• _Information_:
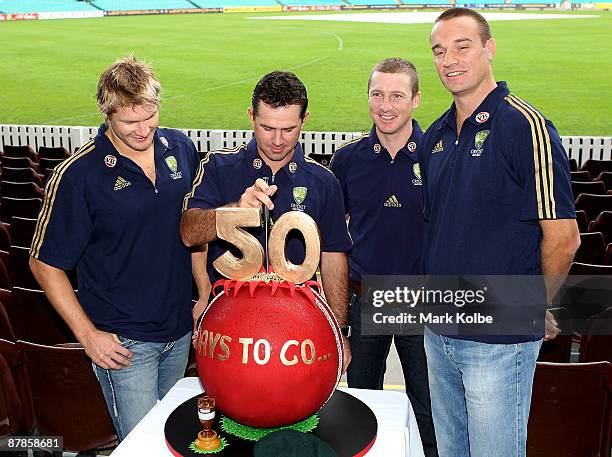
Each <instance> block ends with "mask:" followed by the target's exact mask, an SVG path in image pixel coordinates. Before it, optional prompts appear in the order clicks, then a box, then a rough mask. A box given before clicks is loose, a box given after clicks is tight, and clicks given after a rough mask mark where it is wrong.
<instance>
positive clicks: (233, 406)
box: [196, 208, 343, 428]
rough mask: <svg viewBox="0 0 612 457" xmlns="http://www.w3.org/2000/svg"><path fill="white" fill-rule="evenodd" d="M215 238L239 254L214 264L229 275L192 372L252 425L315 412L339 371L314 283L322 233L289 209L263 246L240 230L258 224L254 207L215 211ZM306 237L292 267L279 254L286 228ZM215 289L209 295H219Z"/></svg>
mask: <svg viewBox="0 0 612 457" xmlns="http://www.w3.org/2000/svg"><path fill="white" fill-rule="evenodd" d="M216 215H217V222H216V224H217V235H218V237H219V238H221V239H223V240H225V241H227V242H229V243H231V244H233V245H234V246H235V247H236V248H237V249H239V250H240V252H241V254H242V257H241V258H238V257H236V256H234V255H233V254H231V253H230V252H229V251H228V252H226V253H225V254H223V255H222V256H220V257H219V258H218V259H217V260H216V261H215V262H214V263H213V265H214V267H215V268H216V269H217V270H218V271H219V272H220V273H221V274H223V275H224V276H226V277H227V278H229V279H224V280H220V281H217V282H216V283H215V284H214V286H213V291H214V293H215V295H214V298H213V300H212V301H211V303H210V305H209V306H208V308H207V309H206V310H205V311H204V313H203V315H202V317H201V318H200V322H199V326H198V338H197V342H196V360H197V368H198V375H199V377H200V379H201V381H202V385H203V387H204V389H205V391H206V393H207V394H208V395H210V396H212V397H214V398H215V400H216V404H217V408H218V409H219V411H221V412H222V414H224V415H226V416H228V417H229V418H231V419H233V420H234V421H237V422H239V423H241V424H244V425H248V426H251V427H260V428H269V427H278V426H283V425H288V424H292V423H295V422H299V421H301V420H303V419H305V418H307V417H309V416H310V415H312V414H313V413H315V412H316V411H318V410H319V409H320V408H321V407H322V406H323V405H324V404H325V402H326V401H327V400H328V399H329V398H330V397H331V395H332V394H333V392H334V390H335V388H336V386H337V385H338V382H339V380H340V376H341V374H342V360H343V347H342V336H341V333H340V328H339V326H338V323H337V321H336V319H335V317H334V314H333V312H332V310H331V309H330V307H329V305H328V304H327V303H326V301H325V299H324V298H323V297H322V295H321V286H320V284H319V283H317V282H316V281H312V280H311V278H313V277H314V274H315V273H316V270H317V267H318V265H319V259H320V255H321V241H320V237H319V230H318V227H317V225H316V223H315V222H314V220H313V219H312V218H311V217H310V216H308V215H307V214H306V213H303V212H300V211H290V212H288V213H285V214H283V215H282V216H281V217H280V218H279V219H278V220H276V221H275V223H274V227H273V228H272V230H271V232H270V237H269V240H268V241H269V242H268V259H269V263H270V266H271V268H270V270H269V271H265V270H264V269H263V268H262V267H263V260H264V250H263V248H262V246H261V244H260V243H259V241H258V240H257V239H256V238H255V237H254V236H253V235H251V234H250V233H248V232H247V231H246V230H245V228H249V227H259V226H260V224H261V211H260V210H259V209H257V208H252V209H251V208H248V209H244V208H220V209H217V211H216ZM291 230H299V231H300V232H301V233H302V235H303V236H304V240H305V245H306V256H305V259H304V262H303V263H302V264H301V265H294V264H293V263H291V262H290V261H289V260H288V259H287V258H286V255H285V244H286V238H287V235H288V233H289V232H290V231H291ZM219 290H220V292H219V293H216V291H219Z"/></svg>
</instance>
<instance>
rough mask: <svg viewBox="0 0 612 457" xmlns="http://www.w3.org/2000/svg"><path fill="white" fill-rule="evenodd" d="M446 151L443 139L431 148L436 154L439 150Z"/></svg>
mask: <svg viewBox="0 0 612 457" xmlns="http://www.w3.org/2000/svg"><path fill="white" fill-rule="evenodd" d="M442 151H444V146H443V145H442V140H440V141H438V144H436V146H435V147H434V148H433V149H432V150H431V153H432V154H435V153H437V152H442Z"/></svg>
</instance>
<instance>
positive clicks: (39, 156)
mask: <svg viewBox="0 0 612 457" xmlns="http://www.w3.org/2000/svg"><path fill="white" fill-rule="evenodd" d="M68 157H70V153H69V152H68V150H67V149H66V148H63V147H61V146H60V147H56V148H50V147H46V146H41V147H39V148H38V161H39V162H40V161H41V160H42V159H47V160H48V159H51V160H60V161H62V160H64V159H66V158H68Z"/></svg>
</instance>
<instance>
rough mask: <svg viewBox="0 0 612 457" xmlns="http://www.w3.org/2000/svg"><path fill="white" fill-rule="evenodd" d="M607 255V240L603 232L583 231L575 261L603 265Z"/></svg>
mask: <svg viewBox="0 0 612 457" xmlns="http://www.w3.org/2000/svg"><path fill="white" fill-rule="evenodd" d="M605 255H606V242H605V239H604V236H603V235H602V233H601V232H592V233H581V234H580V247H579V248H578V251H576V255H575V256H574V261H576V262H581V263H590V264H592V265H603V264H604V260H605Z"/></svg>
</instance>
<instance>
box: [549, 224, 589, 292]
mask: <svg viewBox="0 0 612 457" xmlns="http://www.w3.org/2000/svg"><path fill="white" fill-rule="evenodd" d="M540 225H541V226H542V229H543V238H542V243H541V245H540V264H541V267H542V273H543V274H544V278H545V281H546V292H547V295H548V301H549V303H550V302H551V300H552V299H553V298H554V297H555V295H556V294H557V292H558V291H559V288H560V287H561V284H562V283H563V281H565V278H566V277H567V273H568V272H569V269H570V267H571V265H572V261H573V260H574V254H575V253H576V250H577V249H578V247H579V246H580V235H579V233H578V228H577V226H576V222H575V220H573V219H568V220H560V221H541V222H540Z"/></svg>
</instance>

• _Task prompt_: Copy all of the entries above character for character, omitting the picture.

• _Exercise output_:
Each <instance> block ends with "mask:" followed by the target's exact mask, an SVG path in image pixel coordinates. Before it, optional prompts appear in the order clicks, then a box, then a rough mask. A box given before clicks is loose, a box given after clicks is tight, and clicks given after a rough mask mark where it is wrong.
<instance>
positive clicks: (233, 406)
box: [196, 208, 343, 428]
rough mask: <svg viewBox="0 0 612 457" xmlns="http://www.w3.org/2000/svg"><path fill="white" fill-rule="evenodd" d="M215 238L239 254L214 264L229 275L192 372L252 425L315 412L339 371L314 283L322 233L289 209L263 246L240 230L258 224L254 207L215 211ZM306 237L292 267L279 254L286 228ZM215 289L209 295H219Z"/></svg>
mask: <svg viewBox="0 0 612 457" xmlns="http://www.w3.org/2000/svg"><path fill="white" fill-rule="evenodd" d="M216 215H217V222H216V224H217V235H218V237H219V238H221V239H223V240H225V241H227V242H229V243H231V244H233V245H234V246H235V247H236V248H237V249H239V250H240V252H241V254H242V257H241V258H238V257H236V256H234V255H233V254H231V253H230V252H229V251H228V252H226V253H225V254H223V255H222V256H220V257H219V258H218V259H217V260H216V261H215V262H214V263H213V265H214V267H215V268H216V269H217V270H218V271H219V272H220V273H221V274H223V275H224V276H226V277H227V278H229V279H224V280H220V281H217V282H216V283H215V284H214V286H213V291H214V293H215V295H214V298H213V300H212V301H211V303H210V305H209V306H208V308H207V309H206V310H205V311H204V313H203V315H202V317H201V318H200V322H199V326H198V338H197V342H196V360H197V368H198V375H199V377H200V379H201V381H202V385H203V387H204V389H205V391H206V393H207V394H208V395H210V396H212V397H214V398H215V400H216V404H217V408H218V409H219V411H221V412H222V414H224V415H226V416H228V417H229V418H231V419H233V420H234V421H237V422H239V423H241V424H244V425H248V426H251V427H260V428H269V427H278V426H283V425H288V424H292V423H295V422H299V421H301V420H303V419H305V418H307V417H309V416H310V415H312V414H313V413H315V412H316V411H318V410H319V409H320V408H321V407H322V406H323V405H324V404H325V402H326V401H327V400H328V399H329V398H330V397H331V395H332V394H333V392H334V390H335V388H336V386H337V385H338V382H339V380H340V376H341V374H342V360H343V347H342V336H341V333H340V328H339V326H338V323H337V321H336V319H335V317H334V314H333V312H332V310H331V309H330V307H329V305H328V304H327V303H326V301H325V299H324V298H323V297H322V295H321V286H320V284H319V283H317V282H316V281H312V280H311V278H313V277H314V274H315V273H316V270H317V267H318V265H319V259H320V255H321V241H320V237H319V230H318V227H317V225H316V223H315V222H314V220H313V219H312V218H311V217H310V216H308V215H307V214H306V213H303V212H300V211H290V212H288V213H285V214H283V215H282V216H281V217H280V218H279V219H278V220H276V221H275V223H274V227H273V228H272V230H271V232H270V237H269V240H268V241H269V242H268V259H269V263H270V266H271V268H270V270H269V271H265V270H264V269H263V268H262V267H263V260H264V250H263V248H262V246H261V244H260V243H259V241H258V240H257V239H256V238H255V237H254V236H253V235H251V234H250V233H248V232H247V231H246V230H245V228H249V227H259V226H260V224H261V211H260V210H259V209H257V208H252V209H251V208H248V209H244V208H220V209H217V211H216ZM291 230H299V231H300V232H301V233H302V235H303V236H304V240H305V245H306V256H305V259H304V262H303V263H302V264H301V265H294V264H293V263H291V262H290V261H289V260H288V259H287V258H286V255H285V244H286V238H287V235H288V233H289V232H290V231H291ZM219 290H220V292H219V293H216V291H219Z"/></svg>
</instance>
<instance>
rough mask: <svg viewBox="0 0 612 457" xmlns="http://www.w3.org/2000/svg"><path fill="white" fill-rule="evenodd" d="M446 151L443 139L431 148L436 154L439 150Z"/></svg>
mask: <svg viewBox="0 0 612 457" xmlns="http://www.w3.org/2000/svg"><path fill="white" fill-rule="evenodd" d="M442 151H444V146H443V145H442V140H440V141H438V144H436V146H435V147H434V148H433V149H432V150H431V153H432V154H435V153H437V152H442Z"/></svg>
</instance>
<instance>
positive clicks: (39, 156)
mask: <svg viewBox="0 0 612 457" xmlns="http://www.w3.org/2000/svg"><path fill="white" fill-rule="evenodd" d="M68 157H70V153H69V152H68V150H67V149H66V148H63V147H61V146H60V147H56V148H50V147H46V146H41V147H39V148H38V161H39V162H40V161H41V160H42V159H47V160H48V159H51V160H60V161H62V160H64V159H66V158H68Z"/></svg>
</instance>
<instance>
rough mask: <svg viewBox="0 0 612 457" xmlns="http://www.w3.org/2000/svg"><path fill="white" fill-rule="evenodd" d="M607 255V240L603 232L583 231L575 261L603 265Z"/></svg>
mask: <svg viewBox="0 0 612 457" xmlns="http://www.w3.org/2000/svg"><path fill="white" fill-rule="evenodd" d="M605 255H606V242H605V239H604V236H603V235H602V233H601V232H592V233H581V234H580V247H579V248H578V251H576V255H575V256H574V261H576V262H581V263H590V264H592V265H603V264H604V260H605Z"/></svg>
</instance>
<instance>
box: [549, 224, 589, 292]
mask: <svg viewBox="0 0 612 457" xmlns="http://www.w3.org/2000/svg"><path fill="white" fill-rule="evenodd" d="M540 225H541V226H542V229H543V238H542V243H541V245H540V264H541V267H542V273H543V274H544V278H545V281H546V292H547V295H548V301H549V303H550V302H551V300H552V299H553V298H554V297H555V295H556V294H557V292H558V291H559V288H560V287H561V284H562V283H563V281H565V278H566V277H567V273H568V272H569V269H570V267H571V265H572V261H573V260H574V254H575V253H576V250H577V249H578V247H579V246H580V235H579V233H578V228H577V226H576V222H575V220H573V219H568V220H560V221H541V222H540Z"/></svg>
</instance>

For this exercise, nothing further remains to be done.